Requirement: Return each line below that contains the word "outline", copied in full.
─── Entries shown ───
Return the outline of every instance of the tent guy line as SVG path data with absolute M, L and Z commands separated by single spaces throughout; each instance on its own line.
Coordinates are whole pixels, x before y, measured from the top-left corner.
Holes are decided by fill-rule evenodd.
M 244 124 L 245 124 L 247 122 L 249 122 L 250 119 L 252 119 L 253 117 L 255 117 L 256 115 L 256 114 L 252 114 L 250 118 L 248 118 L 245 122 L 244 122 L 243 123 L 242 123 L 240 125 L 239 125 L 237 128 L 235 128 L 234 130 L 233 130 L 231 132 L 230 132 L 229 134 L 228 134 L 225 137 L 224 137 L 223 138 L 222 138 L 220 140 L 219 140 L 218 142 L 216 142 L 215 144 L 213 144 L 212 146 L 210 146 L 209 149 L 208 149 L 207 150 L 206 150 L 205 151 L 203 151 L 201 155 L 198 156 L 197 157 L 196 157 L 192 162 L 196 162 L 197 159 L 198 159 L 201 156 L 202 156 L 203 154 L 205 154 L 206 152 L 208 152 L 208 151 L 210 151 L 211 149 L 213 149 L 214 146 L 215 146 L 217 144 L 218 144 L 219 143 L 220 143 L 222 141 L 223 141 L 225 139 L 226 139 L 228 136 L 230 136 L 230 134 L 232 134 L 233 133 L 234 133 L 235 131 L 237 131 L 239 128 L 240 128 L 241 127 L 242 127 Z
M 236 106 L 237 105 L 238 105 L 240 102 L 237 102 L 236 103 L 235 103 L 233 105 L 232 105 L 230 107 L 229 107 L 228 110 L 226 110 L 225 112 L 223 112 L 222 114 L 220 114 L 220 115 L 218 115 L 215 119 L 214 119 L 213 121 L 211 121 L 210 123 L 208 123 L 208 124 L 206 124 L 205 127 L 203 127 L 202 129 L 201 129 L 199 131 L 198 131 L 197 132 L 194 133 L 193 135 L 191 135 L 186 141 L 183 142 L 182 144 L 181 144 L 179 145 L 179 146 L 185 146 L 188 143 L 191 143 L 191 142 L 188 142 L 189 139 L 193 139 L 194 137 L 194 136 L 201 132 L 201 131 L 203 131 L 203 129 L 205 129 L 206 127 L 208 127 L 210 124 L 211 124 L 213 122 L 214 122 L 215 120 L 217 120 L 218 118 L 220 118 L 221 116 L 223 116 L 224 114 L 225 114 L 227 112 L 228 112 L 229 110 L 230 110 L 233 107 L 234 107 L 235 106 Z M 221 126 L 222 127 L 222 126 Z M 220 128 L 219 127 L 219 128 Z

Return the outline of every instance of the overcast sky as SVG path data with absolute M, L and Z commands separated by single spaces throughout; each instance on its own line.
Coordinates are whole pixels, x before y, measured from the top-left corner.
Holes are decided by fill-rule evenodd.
───
Answer in full:
Return the outline of every instance of the tent guy line as SVG path data with absolute M, L and Z commands separated by single spaces throughout; each instance on its own line.
Return the outline of every instance of the overcast sky as SVG path data with absolute M, L and Z commands separated by single spaces throughout; each instance on its own line.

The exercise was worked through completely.